_Problem to solve_: What is needed is an exact copy of every entry.

----- Material for the task -----

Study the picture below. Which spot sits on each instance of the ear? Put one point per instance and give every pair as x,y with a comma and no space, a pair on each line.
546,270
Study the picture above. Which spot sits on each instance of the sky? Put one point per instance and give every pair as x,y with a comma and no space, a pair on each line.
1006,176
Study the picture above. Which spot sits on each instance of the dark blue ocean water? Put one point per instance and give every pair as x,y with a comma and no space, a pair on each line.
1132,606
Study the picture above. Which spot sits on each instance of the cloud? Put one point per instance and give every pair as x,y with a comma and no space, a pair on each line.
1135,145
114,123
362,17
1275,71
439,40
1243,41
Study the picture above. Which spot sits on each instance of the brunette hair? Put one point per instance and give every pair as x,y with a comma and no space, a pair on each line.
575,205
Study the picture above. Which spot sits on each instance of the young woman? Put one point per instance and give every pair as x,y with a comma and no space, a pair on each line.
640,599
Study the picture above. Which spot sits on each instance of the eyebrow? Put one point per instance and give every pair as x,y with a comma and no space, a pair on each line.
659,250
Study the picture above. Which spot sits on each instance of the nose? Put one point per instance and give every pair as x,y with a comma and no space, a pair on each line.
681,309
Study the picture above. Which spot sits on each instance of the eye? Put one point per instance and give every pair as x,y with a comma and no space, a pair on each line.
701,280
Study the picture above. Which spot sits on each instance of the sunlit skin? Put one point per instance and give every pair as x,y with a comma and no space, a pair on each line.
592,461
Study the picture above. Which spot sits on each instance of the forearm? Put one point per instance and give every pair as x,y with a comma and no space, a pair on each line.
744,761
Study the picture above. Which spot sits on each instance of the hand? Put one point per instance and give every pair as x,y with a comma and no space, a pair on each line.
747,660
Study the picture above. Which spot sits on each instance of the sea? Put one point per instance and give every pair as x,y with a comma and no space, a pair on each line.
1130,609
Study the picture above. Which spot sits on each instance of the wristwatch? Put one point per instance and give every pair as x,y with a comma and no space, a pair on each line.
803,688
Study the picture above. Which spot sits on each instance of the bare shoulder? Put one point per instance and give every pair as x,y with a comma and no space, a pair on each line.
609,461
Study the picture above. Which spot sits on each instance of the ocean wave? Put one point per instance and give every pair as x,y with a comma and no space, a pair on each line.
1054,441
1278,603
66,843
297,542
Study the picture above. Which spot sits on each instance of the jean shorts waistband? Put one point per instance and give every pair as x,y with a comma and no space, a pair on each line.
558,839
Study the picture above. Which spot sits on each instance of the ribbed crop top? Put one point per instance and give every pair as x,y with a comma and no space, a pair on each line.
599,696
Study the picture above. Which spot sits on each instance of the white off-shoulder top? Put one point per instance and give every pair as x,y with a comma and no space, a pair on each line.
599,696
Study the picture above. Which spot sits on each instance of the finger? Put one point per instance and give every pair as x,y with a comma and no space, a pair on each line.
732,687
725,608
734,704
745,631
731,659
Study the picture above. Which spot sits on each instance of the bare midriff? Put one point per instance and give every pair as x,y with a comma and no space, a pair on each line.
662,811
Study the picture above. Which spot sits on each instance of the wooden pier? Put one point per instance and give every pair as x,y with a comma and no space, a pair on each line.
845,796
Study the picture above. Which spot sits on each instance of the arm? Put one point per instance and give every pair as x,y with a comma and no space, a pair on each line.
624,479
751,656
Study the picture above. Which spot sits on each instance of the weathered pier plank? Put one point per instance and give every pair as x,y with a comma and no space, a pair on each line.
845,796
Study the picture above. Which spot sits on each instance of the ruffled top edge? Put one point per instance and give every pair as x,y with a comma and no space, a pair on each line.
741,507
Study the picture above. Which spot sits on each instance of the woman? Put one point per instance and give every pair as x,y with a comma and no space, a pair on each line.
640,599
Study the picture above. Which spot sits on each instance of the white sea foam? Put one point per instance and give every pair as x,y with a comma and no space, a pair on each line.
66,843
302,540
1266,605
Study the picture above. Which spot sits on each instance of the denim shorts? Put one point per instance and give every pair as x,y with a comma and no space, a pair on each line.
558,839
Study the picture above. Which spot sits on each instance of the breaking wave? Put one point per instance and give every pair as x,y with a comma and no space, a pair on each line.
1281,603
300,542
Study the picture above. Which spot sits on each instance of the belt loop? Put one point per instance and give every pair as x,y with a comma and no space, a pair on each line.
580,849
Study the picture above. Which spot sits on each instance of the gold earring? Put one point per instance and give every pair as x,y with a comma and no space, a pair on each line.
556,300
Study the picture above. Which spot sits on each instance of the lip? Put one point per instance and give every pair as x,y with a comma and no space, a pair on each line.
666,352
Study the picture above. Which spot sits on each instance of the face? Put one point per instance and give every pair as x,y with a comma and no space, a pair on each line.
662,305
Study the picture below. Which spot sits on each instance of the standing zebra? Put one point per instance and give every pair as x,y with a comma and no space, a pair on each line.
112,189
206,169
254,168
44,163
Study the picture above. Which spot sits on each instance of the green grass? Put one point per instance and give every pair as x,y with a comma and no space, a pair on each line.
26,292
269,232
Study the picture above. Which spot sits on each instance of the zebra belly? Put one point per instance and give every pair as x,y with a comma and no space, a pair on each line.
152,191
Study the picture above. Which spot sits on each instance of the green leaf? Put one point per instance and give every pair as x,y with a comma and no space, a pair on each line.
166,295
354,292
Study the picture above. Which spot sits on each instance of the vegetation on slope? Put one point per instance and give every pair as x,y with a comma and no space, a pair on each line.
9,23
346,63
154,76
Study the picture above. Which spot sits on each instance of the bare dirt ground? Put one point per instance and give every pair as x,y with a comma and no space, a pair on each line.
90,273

-----

_Written response_:
Study the picture below. Which spot sits on each instance of the ear? Put one point per instance and give every pair as x,y with a comma and no space, a pair on each line.
546,270
Study the picture above. Which spot sits on each instance of the sky? Put one point per instance and give every pair as x,y with a comma and no space, a pair on each line.
1006,176
Study the picture above. Which spot sits on each instance of the dark blue ocean water? Put one point per instance and give every pair as x,y with a comma and no space, a pair on each line.
1132,606
Study the picture above. Which spot sits on each instance of the cloud? Put one point per instance and give every pair as x,y with a comma and no space, a pair on each line.
1135,145
114,123
362,17
1275,71
439,40
1243,41
Study the picture above. Which spot sits on each instance of the brunette hair? Put one point per instance and give every pair as x,y with a comma and no space, a pair on each line.
575,205
Study the picture above. Which spot sits on each instance of the young woman? Put one point per instance and give every pair as x,y with a comma and no space, a pair on each line.
640,599
Study the picture above. Which spot sits on each instance of the eyebrow? Put one point per instance and give every pair as x,y with a comma and no space, a pair on each line.
659,250
Study the picture above. Which spot sits on each instance of the nose? Put one point per instance and give every pair as x,y with a comma and no space, a pair on each line.
681,309
Study the picture above. Which spot sits on each instance of the eye? Put one point per instance and give every pair as x,y with a comma and no space, a pair on each line.
701,280
Study the picture above. Which spot sits on each instance of the sunlit skin? Put one point per instance and give every pair as x,y with a comma and no space, a pair on each line.
592,461
Study the picture above. Which spot sits on each instance of the forearm? Put one point per instance and give every pair as x,y with a comma and no space, a pair on each line.
744,761
Study the picture above. Which spot sits on each instance of the hand? Put one point per instance and give every pair as x,y with a comma and no space, a pair on each line.
747,660
Study the picture above. Which spot sits on each instance of the sea? Put one point per instance and give every pair as x,y with a comma and no space, a pair on each line.
1130,609
Study the picture above. Which spot sits on each instance of the wristwatch? Put one point per instance and give every pair as x,y with a comma and no space, a pair on each line.
803,688
Study the picture above. Which spot sits on each instance of the bare shoulder? Put one point per instance and give every pair as x,y with a comma and no space, a pair on each line.
609,461
Study the picture above. Which spot sits on each instance of the ocean wave? Put one point per instance and give every pair as x,y with a comma and no space, a pair on each line.
1054,441
1278,603
66,843
297,542
Study the picture above. Which spot sits on each instance of the jean shorts waistband? Put one point per instance and give every pair as x,y with a comma and no space, a pair on each line.
558,839
Study the picture above. Which spot sits on each instance of the ribbed crop top? Put one point per instance and give every pair as x,y with a comma and no space, a pair on each line.
599,696
Study the picture above. Which spot sits on each instance of the white off-shoulder top? Put one point per instance and give every pair as x,y with a comma and no space, a pair on each line.
599,696
Study the picture above. Which spot sits on each instance of the finger? Put one point per instance and give every pair as x,y with a comma and no space, a pair on each line.
732,687
725,608
734,704
745,631
731,659
Study the picture above. Which spot sits on each instance of the bare midriff? Put one point per instance and give every pair as x,y with a comma and no space, a pair on each line.
662,811
Study the picture above. Which spot sits on each instance of the wooden pier? Put one point per instance and give every pair as x,y with a comma and no space, a pair on each line.
845,796
Study the picture above. Which spot sits on each instance of the arm? Put one point per instance and give every pair as x,y with a comma and no space, a pair on each line.
624,479
751,656
Study the picture above. Which spot sits on each instance of the weathered pier plank? Put one point per instance and give every pair as x,y with a comma and no space, a pair on each line.
845,796
Study the picture above. Which spot sits on each instance of the ruffled top edge? Put one point per instance and give every pair as x,y with a comma and no space, a pair on each line.
741,507
Study the picture above. Which spot sits on each instance of the woman? Put one point per instance and give every pair as x,y with a comma and no space, a pair on each line.
640,599
Study the picture above. Which spot sits on each instance of the white sea foam? Put one point per instance and give every pair as x,y with a comma and no space, a pair on each line.
66,843
302,540
1266,605
Study the picture above. Which spot sits on each instance of the denim shorts? Put one point per instance and give every pair as x,y with a comma and no space, a pair on each line.
558,839
Study the picture above. Which spot sits on each instance of the breaking wave? Put one point per instance and give every pair as x,y with a comma and no space, a pair on each line.
1281,603
300,542
Study the picture above. Which spot sits on each instance of the belt loop? Put one point per instance and give every pair as x,y with a comma and no space, a pair on each line.
580,849
Study the picture above. Which spot sits on each instance of the gold earring? Put one point per instance and give every pair as x,y with a comma and no space, a pair on each line.
556,300
Study the picture above. Which spot sits on each instance of the lip? Put one point per instance and give every pair as x,y with a comma and no space, a pair on each line.
666,352
Study the picture above. Which spot sits on each instance of the face? Put one point per instance and give every pair as x,y with a comma and no space, a pair on each line.
662,305
Study the picture below. Which spot sits on each instance of the standing zebra? Put one point per instance and give every pair as x,y with a comma and no space, a pair on each line.
112,189
206,169
254,168
44,163
Study the picture above. Which spot sits on each instance of the green grass? Put one point per instance and give every pair as x,y with a comma and no space, a pair on each line.
26,292
269,232
Study the picture above. Which spot sits on each instance of the zebra belly? Put one point per instance and give every pair as x,y with a comma and no space, a pair on each line.
152,191
Study the picture above. Which spot sits on each instance of the green leaf? Put one point per instance and give every pair as x,y with a comma and no space, a pair on each line.
166,295
354,292
Study the picture above. Which spot sits on each instance of the vegetation on slope? Put one point per instance and give every pair as x,y with a comma and no space, a pair on each line.
9,23
346,63
154,76
Study the picture above. Which spot sits on each instance of the bare dirt ground? Put one point per instance and give every pair as x,y with a comma and no space, a pair on each line.
90,273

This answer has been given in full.